### [Text provided]
----
Dr. Walsh has identified genes for dozens of human genetic diseases that disrupt brain development, resulting in epilepsy, autism spectrum disorders, intellectual disability, and other conditions. This genetic work has elucidated mechanisms that govern stem cell division, cell migration, and brain cell development and function.

Dr. Walsh completed his residency in internal medicine and neurology at Massachusetts General Hospital and went on to complete a postdoctoral fellowship in genetics at Harvard Medical School. Since establishing his lab in 1993 at Harvard. Walsh’s lab has also shown that some of the genes regulating brain development also underlie the unique evolution of the human brain, leading to the founding of the Allen Discovery Center for Human Brain Evolution, which he directs. He is former director of the Harvard/MIT combined MD-PhD training program, and since 2005 has been chief of the Division of Genetics and Genomics at Boston Children’s Hospital, where he leverages gene discovery to improve clinical genetic diagnosis and develop improved treatments for children with genetic disorders.
----
(Image-grounded pointing data)
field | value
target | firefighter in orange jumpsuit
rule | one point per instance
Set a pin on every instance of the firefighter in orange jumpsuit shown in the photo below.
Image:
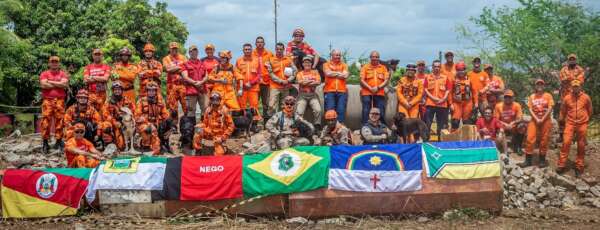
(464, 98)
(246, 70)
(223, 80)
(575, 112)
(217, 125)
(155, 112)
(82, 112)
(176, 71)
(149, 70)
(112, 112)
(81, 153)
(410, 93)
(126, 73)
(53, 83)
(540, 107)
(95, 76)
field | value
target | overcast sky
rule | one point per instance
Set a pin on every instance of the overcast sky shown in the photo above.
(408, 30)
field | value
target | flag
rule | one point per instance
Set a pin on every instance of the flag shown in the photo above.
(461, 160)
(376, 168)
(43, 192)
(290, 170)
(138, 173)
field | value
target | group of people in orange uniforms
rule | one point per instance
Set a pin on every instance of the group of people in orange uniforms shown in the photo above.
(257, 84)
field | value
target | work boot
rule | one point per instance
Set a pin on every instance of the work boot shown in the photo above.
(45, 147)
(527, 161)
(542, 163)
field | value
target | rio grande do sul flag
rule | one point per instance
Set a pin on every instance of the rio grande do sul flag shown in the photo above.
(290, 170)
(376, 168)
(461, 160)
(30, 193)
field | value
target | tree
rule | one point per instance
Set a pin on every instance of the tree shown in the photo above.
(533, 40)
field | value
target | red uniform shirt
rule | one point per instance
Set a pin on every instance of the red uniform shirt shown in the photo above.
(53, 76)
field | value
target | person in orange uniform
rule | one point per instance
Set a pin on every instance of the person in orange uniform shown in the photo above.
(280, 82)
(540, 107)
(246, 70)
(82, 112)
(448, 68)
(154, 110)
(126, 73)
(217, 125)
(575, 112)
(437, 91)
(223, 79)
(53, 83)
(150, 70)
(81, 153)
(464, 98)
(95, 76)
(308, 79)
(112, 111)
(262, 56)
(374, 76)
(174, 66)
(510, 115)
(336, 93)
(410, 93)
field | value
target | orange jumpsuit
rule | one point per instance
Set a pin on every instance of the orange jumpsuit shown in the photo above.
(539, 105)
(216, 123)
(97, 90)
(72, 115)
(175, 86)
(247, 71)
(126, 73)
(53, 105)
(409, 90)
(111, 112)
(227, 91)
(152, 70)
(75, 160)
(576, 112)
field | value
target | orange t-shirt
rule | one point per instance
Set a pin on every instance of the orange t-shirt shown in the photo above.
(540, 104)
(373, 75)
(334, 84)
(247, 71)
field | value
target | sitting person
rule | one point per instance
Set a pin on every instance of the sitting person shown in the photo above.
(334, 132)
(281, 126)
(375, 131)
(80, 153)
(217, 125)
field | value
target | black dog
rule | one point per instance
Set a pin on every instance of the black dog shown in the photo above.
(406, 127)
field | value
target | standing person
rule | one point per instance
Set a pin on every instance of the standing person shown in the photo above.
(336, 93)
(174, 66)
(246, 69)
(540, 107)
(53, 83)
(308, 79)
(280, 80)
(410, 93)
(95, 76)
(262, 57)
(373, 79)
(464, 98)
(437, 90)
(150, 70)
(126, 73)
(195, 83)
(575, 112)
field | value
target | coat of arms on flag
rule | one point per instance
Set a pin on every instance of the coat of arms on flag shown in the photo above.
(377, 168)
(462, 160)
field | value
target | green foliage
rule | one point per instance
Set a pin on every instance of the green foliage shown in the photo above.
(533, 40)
----
### [Work request A]
Answer these questions from the text about Dr. Walsh:
(i) At which hospital did Dr. Walsh complete his residency in internal medicine and neurology?
(ii) Which conditions does the text list as resulting from the genetic diseases that disrupt brain development?
(iii) Since what year has Dr. Walsh been chief of the Division of Genetics and Genomics at Boston Children's Hospital?
### [Work request B]
Transcribe the text about Dr. Walsh from "Dr. Walsh has" up to and including "development and function.".
### [Work request C]
Write the next part of the text about Dr. Walsh, beginning after its final sentence.

### [Exercise output A]
(i) Massachusetts General Hospital
(ii) Epilepsy, autism spectrum disorders, intellectual disability, and other conditions
(iii) 2005

### [Exercise output B]
Dr. Walsh has identified genes for dozens of human genetic diseases that disrupt brain development, resulting in epilepsy, autism spectrum disorders, intellectual disability, and other conditions. This genetic work has elucidated mechanisms that govern stem cell division, cell migration, and brain cell development and function.

### [Exercise output C]
Walsh has received numerous awards, including the Derek Denny-Brown and Jacoby Awards from the American Neurological Association, the Dreifuss-Penry Award from the American Academy of Neurology, the Research Award from the American Epilepsy Society, and the Perl-UNC Neuroscience Prize from the University of North Carolina. He has been elected to the Association of American Physicians, the American Association for the Advancement of Science, the National Academy of Medicine, the American Academy of Arts and Sciences, and the National Academy of Sciences.

Distinguished Alumni Award for Early Achievement Recipient:
Sidi Chen

Sidi Chen, SM’07, PhD’11
Associate Professor
Department of Genetics and Systems Biology Institute
Yale University

Dr. Chen’s research focuses on the global understanding of the molecular factors controlling disease progression and cancer immunity. Chen has developed and applied genome editing and high-throughput screening technologies, precision CRISPR-based in vivo models of cancer, and global mapping of functional drivers of cancer oncogenesis and metastasis. More recently, he developed novel systems that enable rapid identification of novel immunotherapy targets and new modalities of cancer immunotherapy.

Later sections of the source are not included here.